Location annotation dataset excerpts
******************************
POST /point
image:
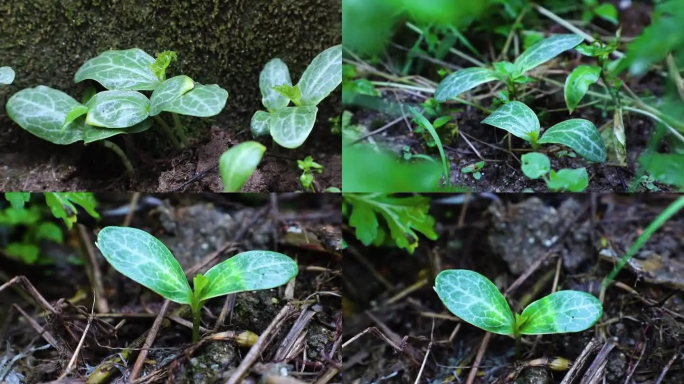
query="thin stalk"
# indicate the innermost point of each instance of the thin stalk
(121, 154)
(168, 132)
(648, 232)
(179, 129)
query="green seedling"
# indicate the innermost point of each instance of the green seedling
(144, 259)
(56, 117)
(578, 134)
(476, 300)
(6, 75)
(291, 126)
(308, 167)
(506, 72)
(237, 164)
(537, 165)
******************************
▸ **Exercise task**:
Write out the records above line for line, without changing anything in them, and omit the pictures from your answer.

▸ **Result of this task**:
POST /point
image:
query="thin stalk"
# indicate the innermost point of each instance of the thin stalk
(121, 154)
(168, 132)
(648, 232)
(179, 129)
query="green seedling"
# indicate the innermost point of each instance of the green seedling
(144, 259)
(56, 117)
(578, 134)
(476, 300)
(6, 75)
(291, 126)
(308, 167)
(506, 72)
(237, 164)
(537, 165)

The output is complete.